EXERCISE BRIEF
Restate every line of the material, word for word.

+--

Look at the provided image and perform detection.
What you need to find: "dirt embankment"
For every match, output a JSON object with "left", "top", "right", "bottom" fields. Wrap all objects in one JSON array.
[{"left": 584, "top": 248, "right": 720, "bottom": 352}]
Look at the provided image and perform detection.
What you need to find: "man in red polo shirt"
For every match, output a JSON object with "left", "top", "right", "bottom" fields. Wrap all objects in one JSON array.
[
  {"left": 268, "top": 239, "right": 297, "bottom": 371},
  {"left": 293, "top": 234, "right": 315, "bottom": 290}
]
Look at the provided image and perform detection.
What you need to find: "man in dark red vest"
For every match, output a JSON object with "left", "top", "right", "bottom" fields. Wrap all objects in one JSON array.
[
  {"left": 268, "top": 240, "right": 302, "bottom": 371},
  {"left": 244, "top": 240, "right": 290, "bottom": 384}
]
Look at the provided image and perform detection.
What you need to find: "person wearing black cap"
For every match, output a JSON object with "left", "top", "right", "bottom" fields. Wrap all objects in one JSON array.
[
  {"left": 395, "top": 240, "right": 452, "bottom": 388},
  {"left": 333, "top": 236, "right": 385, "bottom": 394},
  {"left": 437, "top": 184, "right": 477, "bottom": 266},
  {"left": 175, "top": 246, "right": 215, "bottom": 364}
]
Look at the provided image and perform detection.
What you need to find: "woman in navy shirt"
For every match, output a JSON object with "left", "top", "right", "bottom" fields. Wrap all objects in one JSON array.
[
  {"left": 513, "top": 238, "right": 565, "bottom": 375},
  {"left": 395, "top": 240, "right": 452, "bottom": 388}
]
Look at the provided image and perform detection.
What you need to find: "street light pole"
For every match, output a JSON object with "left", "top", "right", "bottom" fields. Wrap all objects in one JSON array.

+--

ANSWER TO THIS PROBLEM
Look at the provided image and perform detection.
What you need to find: "dirt embankment"
For every match, output a JSON object with "left", "top", "right", "bottom" fields. Wrap all objects in one JSON array.
[{"left": 584, "top": 248, "right": 720, "bottom": 352}]
Look at the provided image and perform detection.
What you need to find: "man in red polo shirt"
For every match, output a JSON object with "left", "top", "right", "bottom" fields. Wrap all objects in one JSON array.
[
  {"left": 268, "top": 239, "right": 297, "bottom": 371},
  {"left": 293, "top": 234, "right": 315, "bottom": 290}
]
Look at the provided image and perform detection.
What you need to find: "man in dark red vest"
For every match, output a JSON object with "left", "top", "right", "bottom" fields. Wrap all objects in one JSON array.
[
  {"left": 268, "top": 240, "right": 302, "bottom": 371},
  {"left": 244, "top": 240, "right": 290, "bottom": 384}
]
Look at the provided image and perform detection.
What you need to find: "person wearing black cap"
For every match, output a JSON object with "left", "top", "right", "bottom" fields. Wrap all objects in one JSON array.
[
  {"left": 395, "top": 240, "right": 452, "bottom": 388},
  {"left": 333, "top": 236, "right": 385, "bottom": 394},
  {"left": 437, "top": 184, "right": 477, "bottom": 266},
  {"left": 175, "top": 246, "right": 215, "bottom": 364}
]
Look at the provided image and perform detection.
What you need to find: "woman in navy shirt"
For every match, output a JSON object with "left", "top", "right", "bottom" fields. Wrap all objects in one JSON array.
[
  {"left": 513, "top": 238, "right": 565, "bottom": 375},
  {"left": 395, "top": 240, "right": 452, "bottom": 388}
]
Look at the provided image and perform detection.
What you need to find: "street light pole"
For every match, output a JSON object with "left", "top", "right", "bottom" fields. Wrap all objects in one JSON array.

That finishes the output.